**FRAGMENTO SELECCIONADO:**
El regreso a casa fue todo un suplicio. Aquel cine –se llamaba “Barría”, inaugurado en los años cuarenta, de fachada sucia y paredes mal pintadas- estaba situado en el callejón de un barrio humilde, apenas sin iluminación, en el que las bolsas de basura arracimadas en cada portal y el hedor de las aguas (no en vano, la Ría bajaba, contaminada y espesa, a unos cientos de metros) evocaban el muladar de viejas civilizaciones, en los que córvidos y buitres daban buena cuenta de los cadáveres sin filiación.
Las calles adyacentes al “Barría” no eran, tampoco, campos de sueños: apenas transitadas en aquellas horas de la noche, los escaparates con luces macilentas, el olor a gato y los gatos que buscaban refugio debajo de los automóviles aparcados. Al llegar a casa, solté un suspiro liberador.
No creo en muertos vivientes. Mejor dicho, sí creo porque la fe que profeso se soporta en la vida eterna del alma y en la resurrección de los cuerpos, de la que Jesucristo es el principal valedor. Pero el gozo y la paz del hombre-Dios que regresa a la vida para anunciar nuestro dichoso destino, poco tiene que ver con esa fabulación trágica que acompaña a la muerte, en la que a los cadáveres andantes se suman almas en pena, fantasmas y todo tipo de lúgubres manifestaciones de las que la literatura nos ha legado una magnífica herencia, especialmente desde el Romanticismo, que dio una mano al amor y otra al pavor.
Tenía doce o trece años cuando acudí a aquella sala de proyecciones que, de por sí, parecía el escenario perfecto para que los muertos estuviesen en la fila de la cafetería (intermedio para cambiar de bovina, “Visite nuestro bar”), en el baño, por la escalera que subía a la platea, tras el cortinón de los palcos… Por aquel entonces –recién estrenada la década de los ochenta- nada sabíamos de Halloween, salvo por alguna decoración de calabazas y niños vestidos de bruja en distintas escenas de otros filmes norteamericanos. España, aislada en los primeros pasos de la Transición, socialista ella, con su rechazo a todo lo que oliese a franquismo, con la peste de la goma quemada por los bombazos de la ETA, con sus últimas películas del destape y el acabose del landismo, no necesitaba del truco o trato, ritornelo que no acabo de comprender, ni que los pequeños vistiesen a la guisa de diminutos demonios, ni que los mayores se embadurnaran el rostro de blanco, los labios de sangre “de mentira” y las uñas de una inquietante laca negra.
Ahora todo ha cambiado. Mis hijos no soportan la proyección de “La noche de los muertos vivientes” porque no les asusta, no tiene color, efectos especiales, cabezas decapitadas ni protagonistas desmesurados a lo Freddie Kruegger, que lo mismo te los topas en el cine, en una camiseta o en el Happy Meal de la hamburguesería.
Ahora que vivo como si las películas de miedo no existieran, Halloween es para mí una celebración insulsa, ajena y con un pellizco de estúpida perversión.

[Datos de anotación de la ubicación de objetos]
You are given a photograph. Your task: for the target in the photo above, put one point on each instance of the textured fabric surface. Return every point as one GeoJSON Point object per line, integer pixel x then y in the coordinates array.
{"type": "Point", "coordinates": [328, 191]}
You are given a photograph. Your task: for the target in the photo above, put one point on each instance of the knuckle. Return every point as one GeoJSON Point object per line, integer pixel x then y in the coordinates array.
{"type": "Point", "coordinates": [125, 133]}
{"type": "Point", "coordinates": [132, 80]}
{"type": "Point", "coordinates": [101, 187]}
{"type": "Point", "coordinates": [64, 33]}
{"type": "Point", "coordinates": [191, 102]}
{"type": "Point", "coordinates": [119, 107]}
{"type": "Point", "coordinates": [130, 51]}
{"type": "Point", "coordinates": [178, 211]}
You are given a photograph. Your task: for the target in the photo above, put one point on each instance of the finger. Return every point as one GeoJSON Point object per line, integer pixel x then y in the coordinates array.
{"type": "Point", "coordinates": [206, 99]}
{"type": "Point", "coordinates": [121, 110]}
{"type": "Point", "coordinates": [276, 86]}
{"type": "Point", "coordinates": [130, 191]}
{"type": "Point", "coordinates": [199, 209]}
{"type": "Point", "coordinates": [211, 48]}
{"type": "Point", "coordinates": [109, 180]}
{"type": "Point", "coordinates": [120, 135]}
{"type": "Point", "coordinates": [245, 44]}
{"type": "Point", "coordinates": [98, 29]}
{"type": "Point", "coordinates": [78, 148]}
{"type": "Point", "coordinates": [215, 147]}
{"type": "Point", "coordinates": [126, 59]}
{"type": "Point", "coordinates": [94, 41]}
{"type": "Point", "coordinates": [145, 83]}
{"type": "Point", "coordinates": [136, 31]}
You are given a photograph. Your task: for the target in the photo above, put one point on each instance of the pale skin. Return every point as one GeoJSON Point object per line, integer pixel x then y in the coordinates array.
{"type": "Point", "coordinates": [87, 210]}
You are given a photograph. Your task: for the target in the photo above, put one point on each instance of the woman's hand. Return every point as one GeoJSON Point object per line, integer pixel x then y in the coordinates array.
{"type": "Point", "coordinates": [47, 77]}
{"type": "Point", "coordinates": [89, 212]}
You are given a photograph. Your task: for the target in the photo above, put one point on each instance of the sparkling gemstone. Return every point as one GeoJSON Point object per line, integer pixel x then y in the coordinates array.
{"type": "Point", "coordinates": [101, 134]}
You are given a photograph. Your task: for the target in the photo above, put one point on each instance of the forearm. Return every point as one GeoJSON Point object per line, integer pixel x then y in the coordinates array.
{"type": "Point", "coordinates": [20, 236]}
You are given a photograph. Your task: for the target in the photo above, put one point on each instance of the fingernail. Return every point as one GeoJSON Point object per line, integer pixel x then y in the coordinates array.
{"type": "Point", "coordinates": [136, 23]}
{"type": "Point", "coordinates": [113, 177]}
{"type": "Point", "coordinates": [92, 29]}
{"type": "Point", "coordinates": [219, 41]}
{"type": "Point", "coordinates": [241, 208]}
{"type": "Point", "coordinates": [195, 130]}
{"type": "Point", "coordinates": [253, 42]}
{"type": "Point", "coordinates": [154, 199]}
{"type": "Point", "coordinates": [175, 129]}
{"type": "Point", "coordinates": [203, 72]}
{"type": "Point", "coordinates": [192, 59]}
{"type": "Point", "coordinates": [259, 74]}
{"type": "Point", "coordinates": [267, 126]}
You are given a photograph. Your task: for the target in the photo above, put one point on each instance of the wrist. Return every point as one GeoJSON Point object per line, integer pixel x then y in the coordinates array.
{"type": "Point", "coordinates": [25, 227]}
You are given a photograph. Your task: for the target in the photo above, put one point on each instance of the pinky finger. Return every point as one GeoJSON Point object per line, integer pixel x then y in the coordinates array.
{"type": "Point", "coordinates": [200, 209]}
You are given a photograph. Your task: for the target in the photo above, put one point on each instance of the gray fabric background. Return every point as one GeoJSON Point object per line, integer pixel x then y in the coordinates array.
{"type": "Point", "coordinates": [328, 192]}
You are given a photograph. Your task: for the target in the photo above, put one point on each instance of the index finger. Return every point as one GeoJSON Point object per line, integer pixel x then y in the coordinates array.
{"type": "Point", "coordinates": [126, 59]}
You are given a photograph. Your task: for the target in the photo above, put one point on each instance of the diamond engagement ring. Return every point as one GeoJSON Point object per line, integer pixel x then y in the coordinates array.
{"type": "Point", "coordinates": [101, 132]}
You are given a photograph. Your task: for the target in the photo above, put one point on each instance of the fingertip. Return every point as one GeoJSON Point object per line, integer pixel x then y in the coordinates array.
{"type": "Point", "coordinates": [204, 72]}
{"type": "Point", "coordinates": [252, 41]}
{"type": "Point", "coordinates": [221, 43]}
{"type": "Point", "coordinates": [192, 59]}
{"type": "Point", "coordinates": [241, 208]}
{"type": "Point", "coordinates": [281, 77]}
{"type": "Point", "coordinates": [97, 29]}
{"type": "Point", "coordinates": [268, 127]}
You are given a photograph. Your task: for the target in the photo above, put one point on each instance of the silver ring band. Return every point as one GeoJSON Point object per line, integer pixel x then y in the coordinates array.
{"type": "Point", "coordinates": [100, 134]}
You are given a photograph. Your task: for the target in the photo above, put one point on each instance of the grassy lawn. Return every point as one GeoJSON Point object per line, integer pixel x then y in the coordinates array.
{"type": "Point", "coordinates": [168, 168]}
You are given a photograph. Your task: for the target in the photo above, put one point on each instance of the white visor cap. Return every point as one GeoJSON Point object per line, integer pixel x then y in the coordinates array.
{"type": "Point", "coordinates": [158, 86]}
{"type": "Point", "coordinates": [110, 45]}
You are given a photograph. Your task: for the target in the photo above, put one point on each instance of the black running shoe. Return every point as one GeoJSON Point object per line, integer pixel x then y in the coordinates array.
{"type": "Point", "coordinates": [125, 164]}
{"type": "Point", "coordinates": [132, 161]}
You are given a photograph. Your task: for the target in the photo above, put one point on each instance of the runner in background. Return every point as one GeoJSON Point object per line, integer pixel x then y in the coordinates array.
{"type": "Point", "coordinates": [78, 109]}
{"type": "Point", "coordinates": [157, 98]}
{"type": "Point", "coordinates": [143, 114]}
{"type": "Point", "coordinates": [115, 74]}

**INSTRUCCIÓN:**
Imprime tal cual el tramo del fragmento sobre Halloween que empieza en "Las calles adyacentes" y termina en "un suspiro liberador.".

**RESULTADO DEL EJERCICIO:**
Las calles adyacentes al “Barría” no eran, tampoco, campos de sueños: apenas transitadas en aquellas horas de la noche, los escaparates con luces macilentas, el olor a gato y los gatos que buscaban refugio debajo de los automóviles aparcados. Al llegar a casa, solté un suspiro liberador.